Written task a: Reproduce the passage on predictive policing from "Error-prone, biased or" to "actual criminal action.".
----- Document excerpt
Unfortunately, these predictive models are often wrong.
‘Beware’, a software model developed by security firm Intrado, was tasked with identifying an individual’s “threat level based on their address, searches of the deep web, arrest records, vehicle registrations, criminal records, warrants, property records, ‘known associates’ and the content of their latest social media posts.”
Adopted in Fresno, California in 2015, ‘Beware’ was soon abandoned in April 2016 after persistent concerns were raised about its accuracy and deleterious effect on privacy.
Aside from the obvious, nightmarish and Kafka-esque scenarios that predictive policing might produce, it should also be noted that any Artificial Intelligence capability can only be as useful and accurate as the data it utilises.
Error-prone, biased or prejudiced inputs will inevitably produce arrests or harassment for what equates essentially to ThoughtCrime or simply being in the wrong place at the wrong time (or even being the wrong person at the wrong time).
Predictive policing will always risk impugning guilt through data aggregation rather than actual criminal action.
----------
----- Exercise materials
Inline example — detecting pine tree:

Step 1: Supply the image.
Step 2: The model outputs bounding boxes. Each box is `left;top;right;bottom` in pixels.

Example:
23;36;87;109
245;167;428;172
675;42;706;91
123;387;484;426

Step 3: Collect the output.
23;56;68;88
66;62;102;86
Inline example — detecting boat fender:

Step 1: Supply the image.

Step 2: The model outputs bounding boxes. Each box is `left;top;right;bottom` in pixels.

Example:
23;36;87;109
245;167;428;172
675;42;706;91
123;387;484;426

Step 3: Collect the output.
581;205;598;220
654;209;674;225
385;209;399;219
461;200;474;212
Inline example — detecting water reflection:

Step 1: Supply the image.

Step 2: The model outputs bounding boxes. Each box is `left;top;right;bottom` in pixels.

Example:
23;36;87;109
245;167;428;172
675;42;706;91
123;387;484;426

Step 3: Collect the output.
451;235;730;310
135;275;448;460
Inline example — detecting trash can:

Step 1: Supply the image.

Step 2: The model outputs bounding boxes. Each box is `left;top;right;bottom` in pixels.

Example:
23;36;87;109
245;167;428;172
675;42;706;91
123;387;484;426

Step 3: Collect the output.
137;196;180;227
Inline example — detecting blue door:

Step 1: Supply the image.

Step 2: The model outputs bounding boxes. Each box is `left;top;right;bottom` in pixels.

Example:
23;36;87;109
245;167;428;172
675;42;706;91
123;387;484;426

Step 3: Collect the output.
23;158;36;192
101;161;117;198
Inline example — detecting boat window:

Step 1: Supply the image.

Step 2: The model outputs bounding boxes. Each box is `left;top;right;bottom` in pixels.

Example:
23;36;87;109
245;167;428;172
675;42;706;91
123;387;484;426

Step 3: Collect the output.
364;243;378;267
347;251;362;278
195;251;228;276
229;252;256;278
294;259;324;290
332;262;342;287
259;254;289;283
----------
Written task b: Rewrite the listing from the line with "Inline example — detecting trash" to the line with "137;196;180;227", keeping every line including the requests, and increase each coordinate in the answers by 128.

Full output a:
Error-prone, biased or prejudiced inputs will inevitably produce arrests or harassment for what equates essentially to ThoughtCrime or simply being in the wrong place at the wrong time (or even being the wrong person at the wrong time).
Predictive policing will always risk impugning guilt through data aggregation rather than actual criminal action.

Full output b:
Inline example — detecting trash can:

Step 1: Supply the image.

Step 2: The model outputs bounding boxes. Each box is `left;top;right;bottom` in pixels.

Example:
23;36;87;109
245;167;428;172
675;42;706;91
123;387;484;426

Step 3: Collect the output.
265;324;308;355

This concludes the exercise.